Records from a point labeling set:

============================================================

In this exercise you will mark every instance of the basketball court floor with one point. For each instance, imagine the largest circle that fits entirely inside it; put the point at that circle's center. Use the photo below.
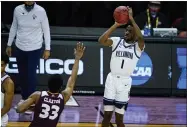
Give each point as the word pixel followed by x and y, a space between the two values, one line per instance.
pixel 87 111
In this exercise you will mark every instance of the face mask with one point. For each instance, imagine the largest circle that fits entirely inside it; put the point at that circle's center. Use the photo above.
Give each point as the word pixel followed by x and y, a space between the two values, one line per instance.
pixel 29 7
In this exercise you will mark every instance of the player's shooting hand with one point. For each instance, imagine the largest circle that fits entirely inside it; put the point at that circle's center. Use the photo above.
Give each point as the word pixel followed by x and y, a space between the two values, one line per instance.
pixel 79 51
pixel 118 24
pixel 46 54
pixel 130 12
pixel 9 51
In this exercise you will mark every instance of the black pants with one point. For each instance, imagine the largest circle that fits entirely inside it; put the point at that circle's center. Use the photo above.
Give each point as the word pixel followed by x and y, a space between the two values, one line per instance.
pixel 27 62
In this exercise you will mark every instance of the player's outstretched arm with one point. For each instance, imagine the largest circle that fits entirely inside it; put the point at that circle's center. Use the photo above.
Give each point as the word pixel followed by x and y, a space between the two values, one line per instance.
pixel 104 39
pixel 9 94
pixel 26 105
pixel 79 51
pixel 137 30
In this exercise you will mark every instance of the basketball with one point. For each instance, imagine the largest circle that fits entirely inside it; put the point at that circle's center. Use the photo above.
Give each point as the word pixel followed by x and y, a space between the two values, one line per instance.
pixel 121 15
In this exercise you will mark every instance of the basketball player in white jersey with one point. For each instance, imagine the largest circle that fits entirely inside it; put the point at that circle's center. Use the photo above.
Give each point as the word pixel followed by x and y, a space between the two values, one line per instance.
pixel 125 55
pixel 7 91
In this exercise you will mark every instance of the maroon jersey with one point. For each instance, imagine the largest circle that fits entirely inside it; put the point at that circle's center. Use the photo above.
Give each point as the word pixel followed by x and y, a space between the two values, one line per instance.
pixel 48 109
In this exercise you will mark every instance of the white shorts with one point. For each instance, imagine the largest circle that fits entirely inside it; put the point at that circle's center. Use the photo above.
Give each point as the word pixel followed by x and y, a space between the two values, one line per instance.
pixel 116 94
pixel 4 120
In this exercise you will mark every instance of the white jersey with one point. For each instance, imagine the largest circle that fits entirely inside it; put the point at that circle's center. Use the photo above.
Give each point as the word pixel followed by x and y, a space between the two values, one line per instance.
pixel 124 57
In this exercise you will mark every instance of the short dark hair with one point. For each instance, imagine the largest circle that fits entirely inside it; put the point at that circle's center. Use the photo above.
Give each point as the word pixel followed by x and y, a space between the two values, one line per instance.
pixel 55 83
pixel 126 25
pixel 5 58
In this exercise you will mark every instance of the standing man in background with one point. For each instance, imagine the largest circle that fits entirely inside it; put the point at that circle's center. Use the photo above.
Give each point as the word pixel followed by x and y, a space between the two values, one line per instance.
pixel 30 24
pixel 7 91
pixel 152 17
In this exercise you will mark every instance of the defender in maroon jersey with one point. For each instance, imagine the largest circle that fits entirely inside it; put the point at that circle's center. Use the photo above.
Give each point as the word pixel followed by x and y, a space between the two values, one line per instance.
pixel 50 104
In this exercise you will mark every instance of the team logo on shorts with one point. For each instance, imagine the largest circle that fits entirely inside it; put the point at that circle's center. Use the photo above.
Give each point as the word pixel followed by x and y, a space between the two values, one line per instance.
pixel 143 70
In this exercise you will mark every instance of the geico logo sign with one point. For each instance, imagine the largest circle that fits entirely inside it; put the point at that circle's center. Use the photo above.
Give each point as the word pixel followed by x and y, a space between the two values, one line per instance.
pixel 45 66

============================================================

Exercise: Rewrite the whole listing with "biggest circle" in place of every "largest circle", leaving everything else unchanged. Omit the pictures.

Output for this exercise:
In this exercise you will mark every instance of the basketball court floor with one point. For each instance, imagine the biggest circle that fits entirely inside it; put the point at that circle's center. Use the photo below.
Give each point as the word pixel followed by x and y, a space between the two values, one line per instance.
pixel 87 111
In this exercise you will mark every instance of the face mask with one point. For each instance, imagine the biggest circle that fits entirely inside it; put the point at that circle's center. Use the photo above.
Give each point as the word pixel followed by x and y, a space between the two values, one line per instance.
pixel 29 7
In this exercise you will mark every instance of the player's shooting hand with one point. For each instance, imagine the biggest circle that fits entirely inside it; put the point at that circle's center. Use the photo above.
Give each point as the word pixel followed by x and y, a space between the two values, one line per instance.
pixel 79 51
pixel 118 24
pixel 46 54
pixel 130 12
pixel 9 51
In this exercise you will mark every instance of the black pants with one point. For each instance, imagine the biggest circle that fits entirely inside it; put the point at that circle's center. Use the photo above.
Give each point as the word pixel followed by x and y, a space between the two values, one line per instance.
pixel 27 62
In this exercise you will mark every instance of the player's outstretched arm with one point. For each instance, imagine the biggest circle that fits entirely inside it; put the point at that circle's center. Use the photo above.
Give each point as the word pixel followed by x and y, a space between the two values, one line per instance.
pixel 104 39
pixel 9 94
pixel 26 105
pixel 79 51
pixel 137 30
In this exercise you will mark every instance of the basketball with one point. For each instance, imagine the biggest circle that fits entirely inside it; put the point at that circle's center. Use the photo above.
Give each point as the word pixel followed by x and y, a space between the two values, one line per instance.
pixel 121 15
In this exercise you will mark every instance of the basketball player in white jersey with one point. For each instance, imagine the biggest circle that fits entirely inside it; put the point at that circle's center. Use the photo above.
Give each point as the word pixel followed by x and y, a space between the two values, one line per instance.
pixel 125 55
pixel 7 91
In this exercise you will mark every instance of the maroon jersey with one point. For each instance, imagine the biggest circle that fits entirely inside it; put the point at that circle's center. Use the photo above.
Give each point as the word pixel followed by x and y, a space between the two values, one line per instance.
pixel 48 109
In this exercise you will mark every instance of the white shorts with one point. For each instance, imagine the biggest circle that fits entirely inside it; put the point at that circle's center. Use the photo above.
Give each point as the word pixel followed by x and y, a space between the two values, one line per instance.
pixel 116 94
pixel 4 120
In this exercise you will mark every instance of the white jersey with one point. For each instance, imagine the biggest circle that fits entirely inside it; put the point at that circle's center. Use the photo above.
Give each point as the word pixel followed by x and y, a space between the two values, one line per instance.
pixel 124 57
In this exercise you will mark every instance of the short dark hair with one point. For each instance, imagine the biggest circle that fits entirely inside it; put the point at that circle's center. Use the photo above.
Give each point as the word pixel followed by x and y, a space between the two values, one line per instance.
pixel 55 83
pixel 126 25
pixel 5 58
In this exercise you will mark every instance of the standing man in background with one point. For each instance, imagine the biggest circle that fits entirely inside it; put the point at that circle's center. Use the photo above.
Give each point as the word pixel followed by x and y, a space between the two values, one line per instance.
pixel 30 24
pixel 7 91
pixel 152 17
In this exercise you will mark every instance of the defender in maroon jersey with one point. For each instance, imagine the biggest circle that fits entirely inside it; put the point at that circle's center. Use the photo above.
Give each point as the word pixel followed by x and y, a space between the two values, one line per instance.
pixel 50 104
In this exercise you will mark every instance of the team logo on shorts with one point. For each instance, imagine the biggest circle that fits entirely inside it; put the point at that circle's center. Use the photo above.
Give each point as the word pixel followed by x and y, a space between the two values, one line per instance.
pixel 143 70
In this exercise you will mark every instance of the geico logo sign with one point. For each instance, imagine the biggest circle that fits entirely inside it; put the point at that circle's center. Use the photo above.
Give each point as the word pixel followed by x and y, a space between the two values, one line per instance.
pixel 45 66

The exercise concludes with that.